- _Try it_
Among the entries that follow, find every line with the word "gray" and list it.

(Beginning of Dataset entries)

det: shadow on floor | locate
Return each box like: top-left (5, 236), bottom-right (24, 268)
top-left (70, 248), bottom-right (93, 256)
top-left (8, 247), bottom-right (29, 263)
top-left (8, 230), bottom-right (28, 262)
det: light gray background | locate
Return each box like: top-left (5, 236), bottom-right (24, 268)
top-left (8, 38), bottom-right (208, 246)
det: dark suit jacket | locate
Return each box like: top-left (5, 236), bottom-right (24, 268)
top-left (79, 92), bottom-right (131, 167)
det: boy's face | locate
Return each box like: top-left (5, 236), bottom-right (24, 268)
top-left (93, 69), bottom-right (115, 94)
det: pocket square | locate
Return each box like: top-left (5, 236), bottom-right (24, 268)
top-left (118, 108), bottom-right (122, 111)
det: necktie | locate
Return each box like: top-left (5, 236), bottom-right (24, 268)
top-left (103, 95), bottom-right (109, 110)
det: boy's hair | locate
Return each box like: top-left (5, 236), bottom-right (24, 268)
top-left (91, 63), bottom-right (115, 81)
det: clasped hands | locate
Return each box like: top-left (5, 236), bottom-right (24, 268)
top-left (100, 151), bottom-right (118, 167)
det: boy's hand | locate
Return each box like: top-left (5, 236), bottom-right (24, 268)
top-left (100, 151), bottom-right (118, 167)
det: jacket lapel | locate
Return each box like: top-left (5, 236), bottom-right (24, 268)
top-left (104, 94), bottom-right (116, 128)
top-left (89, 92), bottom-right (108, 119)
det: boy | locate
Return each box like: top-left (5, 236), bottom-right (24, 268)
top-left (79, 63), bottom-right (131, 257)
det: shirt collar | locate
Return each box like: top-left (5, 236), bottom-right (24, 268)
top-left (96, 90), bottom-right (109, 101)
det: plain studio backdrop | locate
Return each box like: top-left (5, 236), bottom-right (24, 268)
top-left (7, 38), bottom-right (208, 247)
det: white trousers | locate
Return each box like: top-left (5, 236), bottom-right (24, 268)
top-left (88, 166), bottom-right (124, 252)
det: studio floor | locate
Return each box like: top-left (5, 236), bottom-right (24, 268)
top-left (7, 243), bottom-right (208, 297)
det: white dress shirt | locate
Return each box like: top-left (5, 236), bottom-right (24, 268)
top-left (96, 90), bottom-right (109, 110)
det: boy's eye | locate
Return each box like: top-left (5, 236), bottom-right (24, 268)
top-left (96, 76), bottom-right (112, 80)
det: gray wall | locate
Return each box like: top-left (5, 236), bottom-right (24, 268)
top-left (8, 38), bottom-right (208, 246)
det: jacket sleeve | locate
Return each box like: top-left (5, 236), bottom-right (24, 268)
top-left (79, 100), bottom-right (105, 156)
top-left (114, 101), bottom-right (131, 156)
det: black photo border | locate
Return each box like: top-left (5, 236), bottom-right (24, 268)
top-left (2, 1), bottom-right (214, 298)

(End of Dataset entries)

- _Written solution_
det: light gray background | locate
det: gray wall | locate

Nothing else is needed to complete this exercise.